_AIM OF THE EXERCISE_
Please find every line in the records below that contains the word "shadow" and copy each one. Case counts.

_RECORDED DATA_
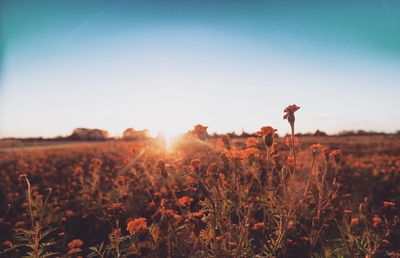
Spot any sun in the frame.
[153,131,183,151]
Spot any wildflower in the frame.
[191,124,208,141]
[177,196,193,207]
[246,137,257,148]
[252,222,264,230]
[310,144,324,159]
[285,136,300,148]
[242,147,261,158]
[358,203,367,215]
[350,218,360,226]
[105,202,126,217]
[18,174,28,185]
[256,126,277,147]
[207,163,219,180]
[68,247,82,254]
[190,159,201,175]
[329,150,342,163]
[283,104,300,128]
[126,218,147,235]
[372,215,382,228]
[73,166,83,176]
[89,158,101,170]
[157,160,168,179]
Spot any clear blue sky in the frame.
[0,0,400,137]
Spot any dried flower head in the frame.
[283,104,300,129]
[246,137,257,148]
[176,196,193,207]
[191,124,208,141]
[157,160,168,179]
[126,218,147,235]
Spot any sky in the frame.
[0,0,400,138]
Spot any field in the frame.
[0,117,400,257]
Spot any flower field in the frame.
[0,105,400,258]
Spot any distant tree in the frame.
[122,128,149,141]
[67,128,109,141]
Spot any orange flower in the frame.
[68,248,82,254]
[285,136,300,148]
[126,218,147,235]
[350,218,360,226]
[191,124,208,141]
[256,126,277,147]
[329,150,342,163]
[246,137,257,148]
[372,215,382,228]
[256,126,278,136]
[283,104,300,122]
[242,147,261,159]
[177,196,193,206]
[105,202,126,217]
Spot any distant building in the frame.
[68,128,109,141]
[122,128,149,141]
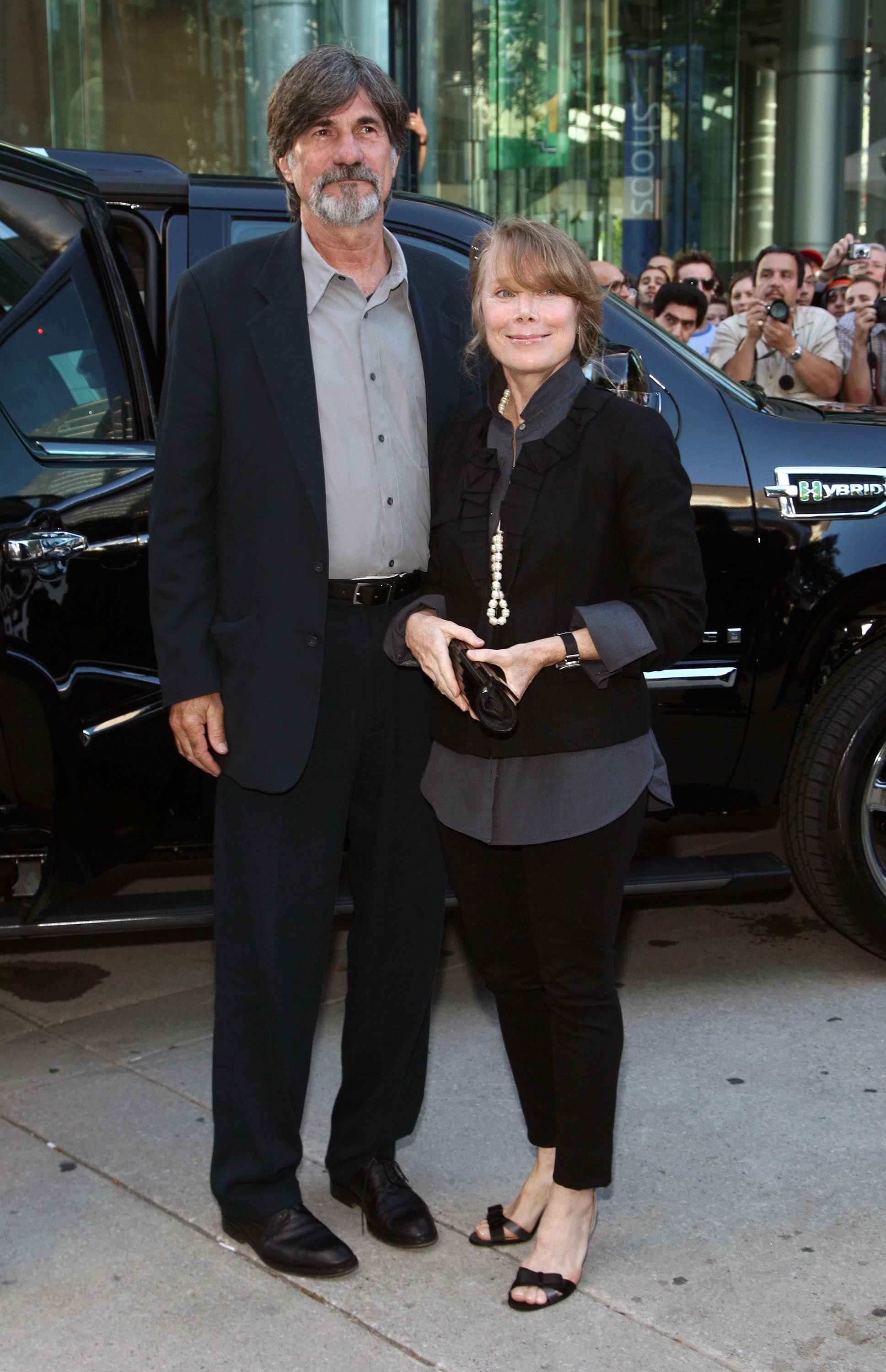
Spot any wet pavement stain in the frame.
[0,962,110,1004]
[732,910,826,943]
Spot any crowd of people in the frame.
[591,233,886,405]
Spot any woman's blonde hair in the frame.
[465,218,603,365]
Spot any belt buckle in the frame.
[353,582,391,605]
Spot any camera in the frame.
[767,298,790,324]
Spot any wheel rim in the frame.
[860,744,886,896]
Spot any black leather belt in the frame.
[329,572,421,605]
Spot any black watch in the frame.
[554,630,581,672]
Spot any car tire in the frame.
[780,642,886,958]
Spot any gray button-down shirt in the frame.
[302,229,431,579]
[386,359,673,844]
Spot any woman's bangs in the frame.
[487,239,568,294]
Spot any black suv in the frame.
[0,145,886,956]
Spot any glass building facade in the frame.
[0,0,886,270]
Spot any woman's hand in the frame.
[405,609,483,711]
[467,628,599,700]
[467,638,566,700]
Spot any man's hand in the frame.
[169,691,228,777]
[819,233,856,277]
[405,609,483,709]
[746,299,772,347]
[762,310,797,357]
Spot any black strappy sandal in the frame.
[507,1268,576,1310]
[467,1205,540,1249]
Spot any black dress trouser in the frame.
[440,790,646,1191]
[211,601,446,1220]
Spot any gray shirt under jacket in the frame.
[386,358,673,845]
[302,229,431,580]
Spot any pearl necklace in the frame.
[485,387,510,624]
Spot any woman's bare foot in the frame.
[476,1148,555,1243]
[510,1181,596,1305]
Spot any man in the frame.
[709,243,842,401]
[636,263,669,320]
[819,233,886,287]
[653,281,708,346]
[837,276,886,405]
[591,258,631,303]
[151,47,476,1276]
[822,276,852,320]
[646,252,673,281]
[673,248,720,357]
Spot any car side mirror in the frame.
[584,343,649,405]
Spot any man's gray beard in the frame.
[309,170,381,229]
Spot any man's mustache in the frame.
[317,162,381,195]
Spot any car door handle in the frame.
[3,530,148,567]
[3,530,89,567]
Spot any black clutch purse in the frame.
[448,638,517,738]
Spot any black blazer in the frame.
[150,224,478,792]
[423,381,705,757]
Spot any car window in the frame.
[0,180,85,314]
[0,255,134,443]
[0,180,134,443]
[231,220,288,243]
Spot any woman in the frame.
[725,268,754,314]
[388,220,703,1310]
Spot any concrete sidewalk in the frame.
[0,873,886,1372]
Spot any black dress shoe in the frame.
[329,1157,438,1249]
[222,1205,357,1277]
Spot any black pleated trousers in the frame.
[211,601,446,1220]
[440,792,646,1191]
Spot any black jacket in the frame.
[423,383,705,757]
[150,225,478,792]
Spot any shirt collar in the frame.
[302,226,408,314]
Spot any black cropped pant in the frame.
[440,792,646,1191]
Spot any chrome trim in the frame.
[33,438,156,462]
[7,648,161,696]
[80,700,166,748]
[81,534,150,553]
[643,663,738,690]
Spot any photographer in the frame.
[819,233,886,289]
[709,243,842,401]
[837,276,886,405]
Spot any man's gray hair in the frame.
[268,45,409,220]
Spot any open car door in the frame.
[0,144,178,929]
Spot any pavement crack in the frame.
[0,1111,444,1372]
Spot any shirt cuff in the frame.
[383,595,446,667]
[572,601,655,686]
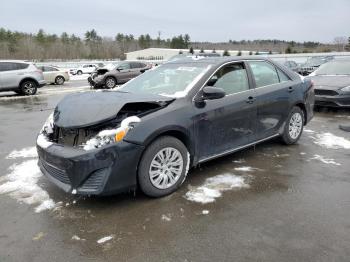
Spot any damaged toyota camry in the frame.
[37,57,314,197]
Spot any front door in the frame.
[194,62,257,161]
[248,61,294,140]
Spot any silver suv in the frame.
[0,60,46,95]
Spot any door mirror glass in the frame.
[203,86,226,100]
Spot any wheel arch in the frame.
[18,77,39,88]
[294,102,307,125]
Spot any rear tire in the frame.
[138,136,190,197]
[282,106,304,145]
[55,76,66,85]
[20,80,37,96]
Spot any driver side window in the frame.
[118,63,130,70]
[207,63,249,95]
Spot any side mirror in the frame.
[202,86,226,100]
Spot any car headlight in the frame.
[340,86,350,92]
[84,116,141,150]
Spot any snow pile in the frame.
[310,155,341,166]
[0,147,56,213]
[314,133,350,149]
[6,146,38,159]
[36,113,53,148]
[97,235,114,244]
[0,159,55,213]
[185,173,249,204]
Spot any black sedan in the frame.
[308,58,350,108]
[37,57,314,197]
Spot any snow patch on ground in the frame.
[185,173,249,204]
[162,215,171,222]
[0,147,56,213]
[202,209,209,215]
[235,166,261,172]
[97,235,114,244]
[303,128,315,134]
[310,155,341,166]
[6,146,38,159]
[312,133,350,149]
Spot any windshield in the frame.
[120,63,210,97]
[315,61,350,75]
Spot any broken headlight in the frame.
[84,116,141,150]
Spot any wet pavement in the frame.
[0,87,350,262]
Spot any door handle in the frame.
[245,96,256,104]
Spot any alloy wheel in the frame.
[288,112,303,139]
[148,147,184,189]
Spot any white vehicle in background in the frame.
[39,66,69,85]
[69,64,97,75]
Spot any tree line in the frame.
[0,28,350,60]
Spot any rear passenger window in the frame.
[277,68,290,83]
[248,61,280,87]
[207,63,249,95]
[14,63,29,70]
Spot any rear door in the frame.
[117,62,135,83]
[247,60,294,140]
[194,62,257,161]
[1,62,24,88]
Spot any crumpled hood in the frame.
[311,76,350,90]
[54,91,174,128]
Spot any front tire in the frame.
[105,76,117,89]
[138,136,190,197]
[20,80,37,96]
[282,106,304,145]
[55,76,66,85]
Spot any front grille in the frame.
[315,89,338,96]
[79,169,105,191]
[41,160,70,184]
[53,126,98,146]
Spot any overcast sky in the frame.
[0,0,350,42]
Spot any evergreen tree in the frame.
[222,50,230,56]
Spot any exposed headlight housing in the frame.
[84,116,141,150]
[340,86,350,92]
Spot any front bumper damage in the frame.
[37,141,143,195]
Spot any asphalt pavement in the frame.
[0,84,350,262]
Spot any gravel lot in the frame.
[0,84,350,262]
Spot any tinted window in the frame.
[207,64,249,95]
[0,62,29,72]
[277,68,290,82]
[249,61,279,87]
[130,62,141,68]
[118,63,130,70]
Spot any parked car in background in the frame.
[88,62,151,88]
[298,56,334,76]
[37,57,314,197]
[69,64,98,75]
[283,60,299,73]
[0,60,46,95]
[39,66,69,85]
[308,58,350,108]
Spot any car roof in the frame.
[0,59,31,64]
[166,55,271,65]
[329,56,350,62]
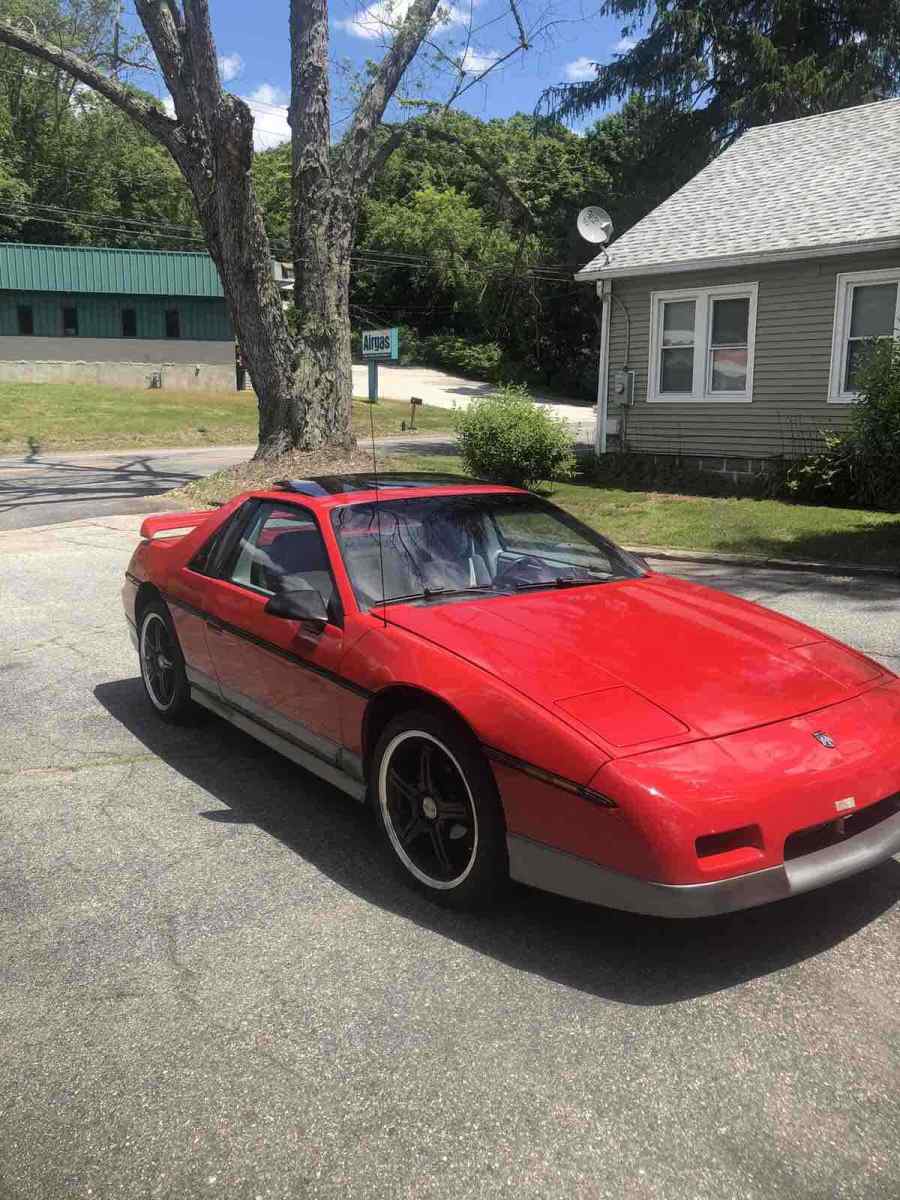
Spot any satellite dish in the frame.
[577,204,612,246]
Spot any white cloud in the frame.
[218,54,244,83]
[461,47,500,74]
[565,54,596,83]
[241,83,290,150]
[335,0,468,42]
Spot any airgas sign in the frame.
[362,325,400,359]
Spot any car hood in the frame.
[388,574,884,752]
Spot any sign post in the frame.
[362,325,400,404]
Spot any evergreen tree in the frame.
[544,0,900,146]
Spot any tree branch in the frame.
[342,0,439,192]
[0,20,178,149]
[365,121,538,229]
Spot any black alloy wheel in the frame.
[138,601,193,722]
[373,713,508,908]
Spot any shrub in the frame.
[456,386,575,487]
[785,341,900,509]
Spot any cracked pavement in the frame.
[0,517,900,1200]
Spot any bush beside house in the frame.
[456,386,575,487]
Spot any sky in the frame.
[141,0,630,149]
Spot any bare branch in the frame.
[134,0,185,99]
[365,120,538,229]
[342,0,439,191]
[0,15,178,149]
[509,0,528,50]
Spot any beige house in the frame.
[576,100,900,473]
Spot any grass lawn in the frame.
[169,452,900,570]
[0,383,452,456]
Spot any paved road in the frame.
[353,364,596,442]
[0,518,900,1200]
[0,433,452,530]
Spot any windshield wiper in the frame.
[512,575,612,592]
[376,584,496,606]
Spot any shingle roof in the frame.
[576,100,900,278]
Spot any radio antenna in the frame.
[368,400,388,629]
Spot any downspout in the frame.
[594,280,612,455]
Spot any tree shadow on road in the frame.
[95,678,900,1006]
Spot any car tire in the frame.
[138,600,196,725]
[370,710,509,910]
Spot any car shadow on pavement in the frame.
[95,678,900,1006]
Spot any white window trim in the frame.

_THE COMPLETED TASK_
Spot any tree shadow on road in the frame.
Spot any car shadow on pavement in the frame.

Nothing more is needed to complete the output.